**Extrait du document**
- - - - - - -
Avertissement : cet article ne traite d’aucun trauma de la vulve et ne se termine pas à l’hôpital.
Si vous ne connaissez pas déjà YUYU, je vous envie, parce que ça veut dire que vous pourrez le découvrir et avoir le plaisir de l’écouter non-stop.
La première fois que je l’ai entendu, il était trois heures du matin et je perçais des trous dans un tronc de sapin miniature avec une mèche qui ne fittait pas sur ma drill, le cul sur le trottoir de l’avenue Broadway, à me magasiner de solides hémorroïdes; on paye ses dettes à la société capitaliste comme on peut. Du folk jouait sur le speaker portatif de ma partner endormie, mais je ne l’entendais plus tellement ça jouait souvent. Après ça, YUYU a embarqué; voix grave, profonde, un peu raspy avec une vibe de chilleur grateful.
J’ai lâché la drill.
J’suis gommé comme une épinette, y serait peut-être temps que j’arrête.
- - - - - - -
**Extraits des lignes**

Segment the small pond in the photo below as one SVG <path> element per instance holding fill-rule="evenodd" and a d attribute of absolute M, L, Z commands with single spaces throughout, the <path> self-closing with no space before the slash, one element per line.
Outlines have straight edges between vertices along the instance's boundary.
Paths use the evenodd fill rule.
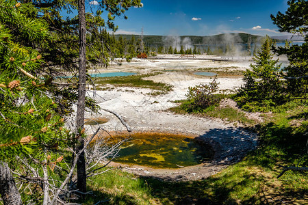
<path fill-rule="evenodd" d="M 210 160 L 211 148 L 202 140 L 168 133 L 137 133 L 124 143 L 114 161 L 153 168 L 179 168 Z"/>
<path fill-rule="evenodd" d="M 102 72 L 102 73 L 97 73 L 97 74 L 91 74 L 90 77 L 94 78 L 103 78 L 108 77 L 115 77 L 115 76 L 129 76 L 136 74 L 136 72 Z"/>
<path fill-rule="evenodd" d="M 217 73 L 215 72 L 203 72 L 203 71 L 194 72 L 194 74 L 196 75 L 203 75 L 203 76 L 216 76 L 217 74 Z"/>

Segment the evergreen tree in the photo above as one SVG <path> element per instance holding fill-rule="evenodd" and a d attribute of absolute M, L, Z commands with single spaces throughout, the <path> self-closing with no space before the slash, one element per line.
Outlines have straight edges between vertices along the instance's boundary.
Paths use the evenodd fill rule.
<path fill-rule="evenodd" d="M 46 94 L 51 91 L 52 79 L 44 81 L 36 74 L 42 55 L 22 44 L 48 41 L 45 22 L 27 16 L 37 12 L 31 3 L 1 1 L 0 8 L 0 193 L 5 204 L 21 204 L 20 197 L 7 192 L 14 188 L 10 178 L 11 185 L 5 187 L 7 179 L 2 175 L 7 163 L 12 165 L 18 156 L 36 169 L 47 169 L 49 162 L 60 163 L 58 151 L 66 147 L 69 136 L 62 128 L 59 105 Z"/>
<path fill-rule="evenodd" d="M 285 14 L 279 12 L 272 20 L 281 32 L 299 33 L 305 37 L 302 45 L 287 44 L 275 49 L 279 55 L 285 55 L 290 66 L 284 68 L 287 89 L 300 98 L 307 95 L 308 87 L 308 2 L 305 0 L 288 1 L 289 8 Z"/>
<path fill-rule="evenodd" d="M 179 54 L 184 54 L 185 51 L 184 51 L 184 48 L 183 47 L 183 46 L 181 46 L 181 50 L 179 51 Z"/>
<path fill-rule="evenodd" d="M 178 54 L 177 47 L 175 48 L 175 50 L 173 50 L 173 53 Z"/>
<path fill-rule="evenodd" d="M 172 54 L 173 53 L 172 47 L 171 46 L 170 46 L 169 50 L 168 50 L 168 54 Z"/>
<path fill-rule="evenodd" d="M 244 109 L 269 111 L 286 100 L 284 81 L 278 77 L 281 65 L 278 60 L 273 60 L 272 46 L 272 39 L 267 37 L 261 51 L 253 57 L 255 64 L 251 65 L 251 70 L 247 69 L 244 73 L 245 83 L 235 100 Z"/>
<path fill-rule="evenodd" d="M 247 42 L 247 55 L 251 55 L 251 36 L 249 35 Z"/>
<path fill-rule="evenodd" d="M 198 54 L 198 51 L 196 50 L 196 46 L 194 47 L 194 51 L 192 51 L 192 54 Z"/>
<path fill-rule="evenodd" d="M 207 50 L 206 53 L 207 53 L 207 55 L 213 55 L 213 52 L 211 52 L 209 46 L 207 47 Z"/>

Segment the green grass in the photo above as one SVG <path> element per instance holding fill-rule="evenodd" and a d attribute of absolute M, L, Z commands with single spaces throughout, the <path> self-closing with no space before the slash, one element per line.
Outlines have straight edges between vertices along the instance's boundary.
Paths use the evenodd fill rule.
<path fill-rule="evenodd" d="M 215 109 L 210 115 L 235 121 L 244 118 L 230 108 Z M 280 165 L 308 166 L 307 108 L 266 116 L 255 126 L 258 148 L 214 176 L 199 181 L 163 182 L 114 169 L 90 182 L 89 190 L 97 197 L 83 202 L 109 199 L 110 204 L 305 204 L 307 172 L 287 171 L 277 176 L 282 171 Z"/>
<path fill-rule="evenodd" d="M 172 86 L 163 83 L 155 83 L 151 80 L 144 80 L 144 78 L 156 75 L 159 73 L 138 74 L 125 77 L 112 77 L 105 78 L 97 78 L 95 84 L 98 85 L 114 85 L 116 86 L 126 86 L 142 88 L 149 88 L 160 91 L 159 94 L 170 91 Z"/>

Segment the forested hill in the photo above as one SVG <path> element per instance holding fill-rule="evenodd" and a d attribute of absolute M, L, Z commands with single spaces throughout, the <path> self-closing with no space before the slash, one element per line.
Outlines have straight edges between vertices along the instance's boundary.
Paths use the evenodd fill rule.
- - - - - - -
**À compléter**
1. D'après le texte sur YUYU, à quelle heure la personne qui écrit l'a-t-elle entendu pour la première fois ?
2. Poursuivez le texte sur YUYU à la suite de sa dernière phrase.
Les lignes forment un matériau à part, indépendant du texte.

**Résultats par tâche**
1. À trois heures du matin.

2.
« Shit », que je me suis dit, « Big Brother sait que je suis entourée de conifères. C’est-tu pour ça que cette toune-là s’est mise à jouer? »
Non, c’était le grand frère de YUYU (shout out à Will! ), qui passait par là et qui avait mis du beat.
À c’t’heure que je connaissais YUYU, chaque fois que je me réveillais, congelée dans mon char, pis qu’il fallait que j’embarque dans mes combines humides pour aller geler encore plus et sourire à des Trumpistes progénocides qui essayent de te convaincre de changer d’orientation de carrière parce que, let’s be honest, t’as l’air de sucer ben mieux que tu vends des sapins, bref, chaque fois que je me faisais mégachier à New York, j’écoutais du YUYU pis ça me mettait de bonne humeur.
J’ai pas l’temps d’être pressé, besoin de roupiller
Puiser son énergie dans l’deuxième café
Marche dans mes pas, t’auras pas d’neige din shoes.
Si le beat de YUYU est une trace de botte dans la densité des bruits urbains, je dansais dans ses pas pour me laver de chaque début de shift. Ça me donnait un feeling à mi-chemin entre contempler des chiots qui se chamaillent, et conduire sur les Ativan dans un monde de guimauve où les accidents de char existent pas.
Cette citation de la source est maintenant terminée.